演習課題:
1. 林業機械化推進シンポジウムの開催報告によると、当日は全国各地から何名ほどが参加しましたか。
2. 林業機械化推進シンポジウムの開催報告を、最後の行の後から書き継いでください。

文書の抜粋:
平成23年度林業機械化推進シンポジウム                    先進林業機械による日本林業のブレークスルー2 ~架線系システムの新時代~ を開催しました

先進林業機械改良・新作業システム開発事業
平成23年度林業機械化推進シンポジウム
先進林業機械による日本林業のブレークスルー2 ~架線系システムの新時代~
開催結果概略


 平成24年3月2日に、国立オリンピック記念青少年総合センター(東京都渋谷区)において、「先進林業機械による日本林業のブレークスルー2 ~架線系システムの新時代~」を開催しました。本シンポジウムでは、有識者による講演、先進林業機械の導入・改良を実施している事業体からの事例報告、林業機械の導入・改良事例を紹介するパネル展示等を行いました。なお、当日は全国各地から約500名の方が参加されました。

[開催概要]
タイトル:平成23年度林業機械化推進シンポジウム
     「先進林業機械による日本林業のブレークスルー2
      ~架線系システムの新時代~」

データ欄:
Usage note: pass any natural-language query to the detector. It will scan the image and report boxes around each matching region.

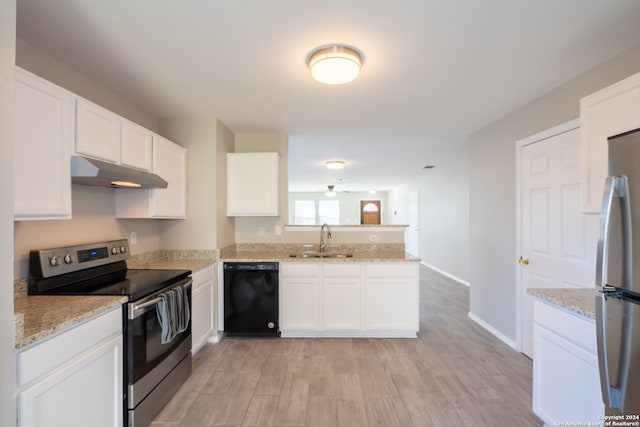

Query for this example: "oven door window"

課題の解答:
1. 約500名です。

2.
 開催日:平成24年3月2日(金)
開催会場:国立オリンピック記念青少年総合センター
実施内容:【第1部】先進林業機械に関する情報提供
     【第2部】先進林業機械導入・改良の事例報告
     【第3部】パネルディスカッション
         「先進林業機械による架線系システムの新時代」

1. 【第1部】先進林業機械に関する情報提供

  (ア) 「全国に導入された先進林業機械の紹介」
     中尾友一(株式会社自然産業研究所・主任研究員)

     当社主任研究員の中尾からは、全国で導入された
     先進林業機械の紹介等をいたしました。

   【要旨】
   ・ 本事業で導入が進められている先進林業機械は、大別して2つの流れが
    ある。ひとつはヨーロッパで定評ある林業専用機械で、日本の作業条件に
    適合させるための検証や改良が進められている。もうひとつは日本国内の
    メーカーにより新たな設計コンセプトを盛り込んで開発された機械で、林業
    現場での検証や改良が進められている。
   ・ 先進林業機械の導入により、自重と高出力による材の大径化への対応、
    高速性・走破性向上による長距離集材への対応、少人数での運用実現
    による低コスト化、機械作業による作業者の安全性の向上等が期待され
    ている。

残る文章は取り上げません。